§ **BRIEF**: Pick up the passage below on successful societies turning away from God and carry it on past its final sentence.

It’s just my opinion, but I believe our downfall came when we divorced ourselves from dependency on God, thinking that our incredible success and wealth had come to us because we were special people fated for success. We forgot all of the struggles that brought us to success, making us a hardy people, as we overcame gargantuan obstacles in our history by leaning on our God and pushing doggedly through. In our success, however, we did what people have done since the dawn of human history whenever they became successful. We became proud and started trying to go our own way, do things our own way, telling God, “thanks, but we’ve got it from here.” Perhaps a good way to illustrate this would be a metaphor that God brought to my mind of a family on a walk through the woods, with one or more of the younger children gradually getting farther and farther out front of the group as their adventurous spirit compels them down the path. They get further and further until they can barely be seen. Eventually, they go around a bend in the trail. They no longer have eye-sight of their parents and probably are not even within earshot. At this point, they are no longer under the control nor of the protection of their parents.
This is what happens when societies become successful. They get further and further separated from God, thinking that they no longer need Him because they think they know the way. Soon, God is nowhere near. His guidance is gone, and His protection is gone. Wanting to be on their own, they foolishly achieve their desire only to find that being alone is not so glorious and that their success was not due to their power and intellect. It was only possible with the hovering, frequently intervening presence of God as He worked both individually and corporately to stave off the devourer, to inspire us with important ideas when needed, and to bless the increase of our work. Without God’s protection, the normal order of our sinful world sets in complete with all of the risks, dangers, and decay. Moreover, if the influence of sin and the dog-eat-dog environment of our world do not take away everything, we have the more active presence of Satan and his demons that tirelessly work to develop, nurture, and encourage trouble in our world.

§ **SUPPLIED INFORMATION**:

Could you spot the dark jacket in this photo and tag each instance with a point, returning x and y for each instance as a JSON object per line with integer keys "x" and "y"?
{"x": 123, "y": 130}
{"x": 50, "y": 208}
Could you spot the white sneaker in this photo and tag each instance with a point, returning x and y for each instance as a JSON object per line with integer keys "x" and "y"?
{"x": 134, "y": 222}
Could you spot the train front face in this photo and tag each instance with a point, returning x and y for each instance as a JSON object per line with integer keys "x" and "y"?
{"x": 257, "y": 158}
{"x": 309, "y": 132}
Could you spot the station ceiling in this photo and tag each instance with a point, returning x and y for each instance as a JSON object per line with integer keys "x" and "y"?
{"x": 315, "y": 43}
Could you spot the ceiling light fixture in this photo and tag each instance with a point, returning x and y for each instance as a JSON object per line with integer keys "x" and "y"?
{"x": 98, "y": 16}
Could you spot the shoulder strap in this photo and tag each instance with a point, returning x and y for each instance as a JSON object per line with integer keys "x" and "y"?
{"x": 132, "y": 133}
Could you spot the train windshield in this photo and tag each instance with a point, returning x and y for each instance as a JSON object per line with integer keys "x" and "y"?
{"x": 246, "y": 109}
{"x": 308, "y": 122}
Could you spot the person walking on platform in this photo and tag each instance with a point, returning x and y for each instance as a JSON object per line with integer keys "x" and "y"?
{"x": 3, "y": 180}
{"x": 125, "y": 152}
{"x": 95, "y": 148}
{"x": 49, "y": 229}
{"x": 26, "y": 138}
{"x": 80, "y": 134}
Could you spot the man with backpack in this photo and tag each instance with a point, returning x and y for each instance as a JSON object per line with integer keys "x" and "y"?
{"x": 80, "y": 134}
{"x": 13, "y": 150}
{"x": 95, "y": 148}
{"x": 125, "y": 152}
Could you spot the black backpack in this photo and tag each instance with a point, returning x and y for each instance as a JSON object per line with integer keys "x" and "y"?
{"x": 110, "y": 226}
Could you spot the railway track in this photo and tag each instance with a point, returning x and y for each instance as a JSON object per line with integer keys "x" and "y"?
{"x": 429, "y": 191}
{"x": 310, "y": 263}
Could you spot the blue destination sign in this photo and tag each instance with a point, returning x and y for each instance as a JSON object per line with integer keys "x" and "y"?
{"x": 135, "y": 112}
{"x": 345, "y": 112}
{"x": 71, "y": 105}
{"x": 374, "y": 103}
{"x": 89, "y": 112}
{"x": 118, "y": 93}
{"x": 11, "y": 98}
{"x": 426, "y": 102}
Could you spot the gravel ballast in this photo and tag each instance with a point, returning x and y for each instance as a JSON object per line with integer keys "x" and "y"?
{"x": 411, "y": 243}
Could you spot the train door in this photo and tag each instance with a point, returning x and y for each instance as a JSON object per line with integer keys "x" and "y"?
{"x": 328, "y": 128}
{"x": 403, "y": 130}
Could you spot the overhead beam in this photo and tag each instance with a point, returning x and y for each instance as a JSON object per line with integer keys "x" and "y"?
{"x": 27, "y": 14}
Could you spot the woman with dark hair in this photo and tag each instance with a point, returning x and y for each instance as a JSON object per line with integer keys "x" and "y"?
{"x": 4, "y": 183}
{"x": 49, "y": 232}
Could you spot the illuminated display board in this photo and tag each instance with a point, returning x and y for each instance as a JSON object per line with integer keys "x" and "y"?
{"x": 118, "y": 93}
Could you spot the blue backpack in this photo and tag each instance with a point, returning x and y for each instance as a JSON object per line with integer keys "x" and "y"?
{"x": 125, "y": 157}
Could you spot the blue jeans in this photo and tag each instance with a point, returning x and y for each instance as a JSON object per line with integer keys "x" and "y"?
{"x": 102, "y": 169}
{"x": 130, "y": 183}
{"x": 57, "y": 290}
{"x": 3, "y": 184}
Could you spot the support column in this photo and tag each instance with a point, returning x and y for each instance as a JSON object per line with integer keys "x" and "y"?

§ **RESULT OF THIS TASK**:
As America rejected the struggles of life and dependency on God in favor of our blandly secure lives, we came up with ways to supposedly insure our future, control our world, and to even out the bumps so that our lives would be uneventful. This is the moral equivalent of the builders of the tower of Babel as, according to tradition, they had built the tower primarily to put themselves beyond God’s grasp, beyond God’s power of destruction, beyond the flood. They thought that they could build a building high enough to be above the waves should another flood come. In the intervening years between that point and our current world, man has repeatedly tried to achieve this protection from God, knowing that God has control over all the processes of life, including nature.